» **Exercise description**:
All of the records should be restated word for word.

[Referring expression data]
────────────────────────────────────────

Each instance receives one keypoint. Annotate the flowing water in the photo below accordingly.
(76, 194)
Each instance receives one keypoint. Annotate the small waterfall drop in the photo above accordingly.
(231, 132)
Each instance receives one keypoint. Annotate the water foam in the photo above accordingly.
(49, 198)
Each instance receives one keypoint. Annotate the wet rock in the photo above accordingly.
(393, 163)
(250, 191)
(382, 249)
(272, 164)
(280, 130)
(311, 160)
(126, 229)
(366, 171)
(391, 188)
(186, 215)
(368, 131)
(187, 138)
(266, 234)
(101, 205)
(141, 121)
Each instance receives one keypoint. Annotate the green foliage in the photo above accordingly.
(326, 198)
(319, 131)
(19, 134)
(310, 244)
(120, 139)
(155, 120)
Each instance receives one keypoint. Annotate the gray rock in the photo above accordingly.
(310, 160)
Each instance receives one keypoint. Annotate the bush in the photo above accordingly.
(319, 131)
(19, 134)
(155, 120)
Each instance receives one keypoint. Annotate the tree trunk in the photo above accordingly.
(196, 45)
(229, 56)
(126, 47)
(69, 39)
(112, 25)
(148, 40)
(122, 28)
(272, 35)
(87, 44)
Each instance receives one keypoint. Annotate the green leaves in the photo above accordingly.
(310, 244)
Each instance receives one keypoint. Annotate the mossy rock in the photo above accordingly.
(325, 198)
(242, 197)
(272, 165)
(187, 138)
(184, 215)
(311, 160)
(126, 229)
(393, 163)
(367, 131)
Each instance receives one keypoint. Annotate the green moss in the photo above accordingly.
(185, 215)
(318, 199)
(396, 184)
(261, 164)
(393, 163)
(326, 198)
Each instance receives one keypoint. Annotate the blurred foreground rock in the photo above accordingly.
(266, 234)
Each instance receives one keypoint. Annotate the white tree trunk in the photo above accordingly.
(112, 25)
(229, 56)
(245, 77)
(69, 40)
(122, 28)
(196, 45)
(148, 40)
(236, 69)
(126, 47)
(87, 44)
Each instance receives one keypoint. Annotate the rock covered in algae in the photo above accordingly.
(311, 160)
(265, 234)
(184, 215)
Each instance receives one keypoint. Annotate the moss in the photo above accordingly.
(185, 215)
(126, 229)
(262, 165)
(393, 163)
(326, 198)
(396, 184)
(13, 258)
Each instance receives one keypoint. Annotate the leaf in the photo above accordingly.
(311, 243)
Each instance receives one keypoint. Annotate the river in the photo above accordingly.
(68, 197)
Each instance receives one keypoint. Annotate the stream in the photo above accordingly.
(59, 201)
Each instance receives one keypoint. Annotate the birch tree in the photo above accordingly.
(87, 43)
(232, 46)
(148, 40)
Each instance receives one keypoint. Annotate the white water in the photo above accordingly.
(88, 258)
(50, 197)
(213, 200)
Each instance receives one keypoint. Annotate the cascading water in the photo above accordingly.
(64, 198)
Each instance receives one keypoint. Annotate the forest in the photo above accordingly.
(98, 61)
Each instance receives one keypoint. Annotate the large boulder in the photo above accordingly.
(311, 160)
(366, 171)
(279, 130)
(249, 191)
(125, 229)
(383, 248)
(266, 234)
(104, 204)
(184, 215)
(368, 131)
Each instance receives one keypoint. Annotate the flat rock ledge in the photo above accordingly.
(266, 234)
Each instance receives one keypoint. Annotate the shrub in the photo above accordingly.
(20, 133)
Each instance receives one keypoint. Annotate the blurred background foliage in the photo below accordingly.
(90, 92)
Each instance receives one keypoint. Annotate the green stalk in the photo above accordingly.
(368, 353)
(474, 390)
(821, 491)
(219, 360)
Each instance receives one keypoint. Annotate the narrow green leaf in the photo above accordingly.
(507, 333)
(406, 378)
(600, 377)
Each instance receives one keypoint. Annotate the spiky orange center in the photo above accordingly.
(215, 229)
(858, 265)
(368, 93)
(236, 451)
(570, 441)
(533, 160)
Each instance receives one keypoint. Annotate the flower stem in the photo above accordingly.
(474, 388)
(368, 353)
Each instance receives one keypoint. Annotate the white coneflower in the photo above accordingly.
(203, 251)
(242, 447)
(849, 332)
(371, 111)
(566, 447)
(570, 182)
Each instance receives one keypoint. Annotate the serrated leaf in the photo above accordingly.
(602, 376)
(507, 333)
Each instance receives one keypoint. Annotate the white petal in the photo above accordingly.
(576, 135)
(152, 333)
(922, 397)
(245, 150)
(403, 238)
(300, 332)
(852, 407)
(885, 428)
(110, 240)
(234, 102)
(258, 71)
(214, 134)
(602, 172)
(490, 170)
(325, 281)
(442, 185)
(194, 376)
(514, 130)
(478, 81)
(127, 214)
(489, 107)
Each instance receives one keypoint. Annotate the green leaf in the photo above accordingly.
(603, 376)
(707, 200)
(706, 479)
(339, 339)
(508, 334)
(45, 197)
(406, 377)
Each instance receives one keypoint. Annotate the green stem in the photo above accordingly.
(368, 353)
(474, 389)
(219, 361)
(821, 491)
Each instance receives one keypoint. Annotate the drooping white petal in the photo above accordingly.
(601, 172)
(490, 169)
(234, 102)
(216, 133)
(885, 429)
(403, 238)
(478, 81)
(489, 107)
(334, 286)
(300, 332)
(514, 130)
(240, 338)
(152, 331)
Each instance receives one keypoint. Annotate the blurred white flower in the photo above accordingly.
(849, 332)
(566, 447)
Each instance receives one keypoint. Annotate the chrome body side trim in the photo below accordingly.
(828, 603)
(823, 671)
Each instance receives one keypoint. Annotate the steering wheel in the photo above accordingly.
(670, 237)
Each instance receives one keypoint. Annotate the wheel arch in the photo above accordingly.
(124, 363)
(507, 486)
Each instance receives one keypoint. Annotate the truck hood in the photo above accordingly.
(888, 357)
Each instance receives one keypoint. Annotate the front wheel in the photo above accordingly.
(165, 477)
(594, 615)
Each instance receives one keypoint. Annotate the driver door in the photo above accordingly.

────────────────────────────────────────

» **Written solution**:
Each instance receives one keypoint. Annotate the flowing water in the photo below accordingly.
(76, 194)
Each instance receives one keypoint. Annotate the small waterfall drop in the photo above accordingly.
(231, 132)
Each instance receives one keypoint. Annotate the water foam in the photo above accordingly.
(49, 198)
Each instance receives one keypoint. Annotate the wet rock in the photo above accordingly.
(393, 163)
(250, 191)
(382, 249)
(272, 164)
(280, 130)
(311, 160)
(126, 229)
(366, 171)
(391, 188)
(186, 215)
(368, 131)
(187, 138)
(266, 234)
(101, 205)
(141, 121)
Each instance receives one keypoint. Annotate the green foliage in the photo above accordingly.
(326, 198)
(319, 131)
(19, 134)
(310, 244)
(120, 139)
(155, 120)
Each instance receives one keypoint. Annotate the gray rock in the photo above accordingly.
(310, 160)
Each instance receives one keypoint. Annotate the bush in the photo above accordingly.
(319, 131)
(19, 134)
(155, 120)
Each instance receives one keypoint. Annotate the tree trunk in the photo above accordingly.
(196, 45)
(229, 56)
(126, 47)
(69, 39)
(112, 25)
(148, 40)
(122, 28)
(272, 35)
(87, 44)
Each instance receives one keypoint. Annotate the green leaves in the photo above accordingly.
(310, 244)
Each instance receives one keypoint. Annotate the mossy rock in the photo above accordingly.
(325, 198)
(242, 197)
(272, 165)
(187, 138)
(184, 215)
(311, 160)
(126, 229)
(393, 163)
(367, 131)
Each instance receives one keypoint. Annotate the green moss in the photo above accordingly.
(185, 215)
(318, 199)
(396, 184)
(261, 164)
(393, 163)
(326, 198)
Each instance receives one keypoint. Annotate the blurred foreground rock in the photo above accordingly.
(266, 234)
Each instance receives one keypoint. Annotate the white tree trunk in the photo above accordingly.
(112, 25)
(229, 56)
(245, 77)
(69, 40)
(122, 28)
(196, 45)
(148, 40)
(236, 69)
(126, 47)
(87, 44)
Each instance receives one keypoint. Annotate the rock covered in algae in the photo above accordingly.
(311, 160)
(265, 234)
(184, 215)
Each instance receives one keypoint. Annotate the moss in the photo above accordingly.
(185, 215)
(126, 229)
(262, 165)
(393, 163)
(326, 198)
(396, 184)
(13, 258)
Each instance receives one keypoint. Annotate the leaf in the photo above accordingly.
(311, 243)
Each instance receives one keypoint. Annotate the river in the photo above accordingly.
(68, 197)
Each instance receives one keypoint. Annotate the stream in the photo above accordingly.
(59, 201)
Each instance receives one keypoint. Annotate the birch tree in the photo above accordingly.
(87, 43)
(232, 46)
(148, 40)
Each instance receives one keypoint. Annotate the white water in the photo above accordingly.
(88, 258)
(50, 197)
(213, 200)
Each instance receives one keypoint. Annotate the cascading water in the photo above accordingly.
(64, 198)
Each instance receives one keypoint. Annotate the forest in the photo above accordingly.
(98, 61)
Each instance receives one keypoint. Annotate the large boulder in the photo above accordingly.
(311, 160)
(366, 171)
(279, 130)
(249, 191)
(125, 229)
(383, 248)
(266, 234)
(104, 204)
(184, 215)
(368, 131)
Each instance receives one keypoint. Annotate the flat rock ledge in the photo above accordingly.
(266, 234)
Each instance receives one keypoint. Annotate the shrub in the photo above accordingly.
(20, 133)
Each instance receives one keypoint. Annotate the blurred background foliage in the photo below accordingly.
(90, 92)
Each instance receives one keypoint. Annotate the green stalk in the photo above accordingly.
(368, 353)
(474, 390)
(821, 491)
(219, 360)
Each instance receives one keypoint. Annotate the narrow green leaf in the photo above accordingly.
(507, 333)
(406, 378)
(600, 377)
Each instance receives one keypoint. Annotate the spiky orange center in the photo above accordingly.
(215, 229)
(858, 265)
(368, 93)
(236, 451)
(570, 441)
(533, 160)
Each instance receives one keypoint. Annotate the flower stem in the photo above accordingly.
(474, 388)
(368, 353)
Each instance receives one keypoint. Annotate the white coneflower in the photo above accordingly.
(203, 251)
(242, 447)
(849, 332)
(371, 111)
(566, 447)
(570, 182)
Each instance receives one keypoint. Annotate the serrated leaf in the photo above accordingly.
(602, 376)
(507, 333)
Each instance receives one keypoint. Annotate the white petal in the photo above accordingly.
(576, 135)
(152, 333)
(922, 397)
(245, 150)
(403, 238)
(300, 332)
(852, 407)
(885, 428)
(110, 240)
(234, 102)
(258, 71)
(214, 134)
(602, 172)
(490, 170)
(325, 281)
(442, 185)
(194, 376)
(514, 130)
(478, 81)
(127, 214)
(489, 107)
Each instance receives one keypoint. Annotate the green leaf in the photo above accordingly.
(603, 376)
(707, 200)
(706, 479)
(339, 339)
(508, 334)
(45, 197)
(406, 377)
Each instance receives one keypoint. Annotate the green stem in the photo above accordingly.
(368, 353)
(474, 389)
(219, 361)
(821, 491)
Each instance receives one keypoint. Annotate the drooping white petal in the photo above accordingly.
(601, 172)
(490, 169)
(234, 102)
(216, 133)
(885, 429)
(403, 238)
(478, 81)
(489, 107)
(334, 286)
(300, 332)
(514, 130)
(240, 338)
(152, 331)
Each instance receives one keypoint. Annotate the blurred white flower in the photo above accordingly.
(849, 332)
(566, 447)
Each instance receives one keypoint. Annotate the chrome body side trim in the photo below accordingly.
(828, 603)
(823, 671)
Each instance receives one keypoint. Annotate the steering wheel in the photo above accordingly.
(670, 237)
Each instance receives one keypoint. Annotate the wheel arch in the photo above accordingly.
(124, 363)
(507, 486)
Each instance receives one keypoint. Annotate the truck hood in the photo above accordingly.
(888, 357)
Each instance receives one keypoint. Annotate the front wheel in the photo above accordingly.
(165, 477)
(594, 615)
Each instance receives one keypoint. Annotate the driver door in the photo above accordingly.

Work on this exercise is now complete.